**What this task involves**. Take the material below from its first line through the line containing "segment --target shadow" and, please, write those lines again exactly.

**Data records**.
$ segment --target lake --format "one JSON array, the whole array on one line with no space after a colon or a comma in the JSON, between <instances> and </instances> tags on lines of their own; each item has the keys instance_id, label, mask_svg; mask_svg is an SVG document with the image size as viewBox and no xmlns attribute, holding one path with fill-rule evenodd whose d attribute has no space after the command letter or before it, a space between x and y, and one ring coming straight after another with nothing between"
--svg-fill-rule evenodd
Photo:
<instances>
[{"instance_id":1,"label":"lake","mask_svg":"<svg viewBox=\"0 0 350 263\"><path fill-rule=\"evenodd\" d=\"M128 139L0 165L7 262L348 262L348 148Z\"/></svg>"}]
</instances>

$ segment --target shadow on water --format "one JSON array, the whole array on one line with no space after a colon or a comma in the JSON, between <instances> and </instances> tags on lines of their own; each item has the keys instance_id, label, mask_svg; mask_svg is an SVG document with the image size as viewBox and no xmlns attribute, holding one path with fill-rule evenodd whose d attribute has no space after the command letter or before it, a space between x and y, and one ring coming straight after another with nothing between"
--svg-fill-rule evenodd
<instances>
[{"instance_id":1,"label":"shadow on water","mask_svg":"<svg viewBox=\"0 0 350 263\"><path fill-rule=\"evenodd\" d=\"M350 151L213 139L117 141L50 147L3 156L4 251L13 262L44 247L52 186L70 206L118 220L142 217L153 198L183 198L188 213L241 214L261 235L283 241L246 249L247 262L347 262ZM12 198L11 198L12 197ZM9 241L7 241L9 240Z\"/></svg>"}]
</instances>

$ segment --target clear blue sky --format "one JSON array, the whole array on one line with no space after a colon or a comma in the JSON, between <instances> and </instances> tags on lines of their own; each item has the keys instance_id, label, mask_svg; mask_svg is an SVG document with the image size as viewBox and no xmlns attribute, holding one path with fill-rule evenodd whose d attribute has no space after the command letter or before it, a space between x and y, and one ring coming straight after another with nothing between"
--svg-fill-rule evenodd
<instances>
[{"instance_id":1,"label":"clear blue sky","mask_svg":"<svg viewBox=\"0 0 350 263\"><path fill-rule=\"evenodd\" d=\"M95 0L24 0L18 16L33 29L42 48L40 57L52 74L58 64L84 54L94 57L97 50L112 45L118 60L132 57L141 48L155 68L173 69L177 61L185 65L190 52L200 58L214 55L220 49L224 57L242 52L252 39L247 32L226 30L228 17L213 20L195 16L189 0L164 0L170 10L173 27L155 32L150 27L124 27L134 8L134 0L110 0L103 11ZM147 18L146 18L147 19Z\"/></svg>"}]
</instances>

**Answer for the task**.
$ segment --target lake --format "one JSON array, the whole array on one line with no space after a colon or a comma in the JSON, between <instances> and </instances> tags on lines of their own; each item has the keys instance_id, label, mask_svg; mask_svg is an SVG document with the image size as viewBox and no xmlns attribute, holding one path with fill-rule evenodd whose d attribute has no space after the command letter or before it, a space between x and y, and one ring coming straight after another with nothing between"
--svg-fill-rule evenodd
Photo:
<instances>
[{"instance_id":1,"label":"lake","mask_svg":"<svg viewBox=\"0 0 350 263\"><path fill-rule=\"evenodd\" d=\"M128 139L0 165L7 262L348 262L348 148Z\"/></svg>"}]
</instances>

$ segment --target shadow on water --format "one JSON array, the whole array on one line with no space after a colon or a comma in the JSON, between <instances> and </instances> tags on lines of their own; each item has the keys instance_id, label, mask_svg; mask_svg is an SVG document with the image size as viewBox and no xmlns attribute, holding one path with fill-rule evenodd whose d attribute has no space after the command letter or before it, a space between x and y, and one ring coming straight after another with nothing between"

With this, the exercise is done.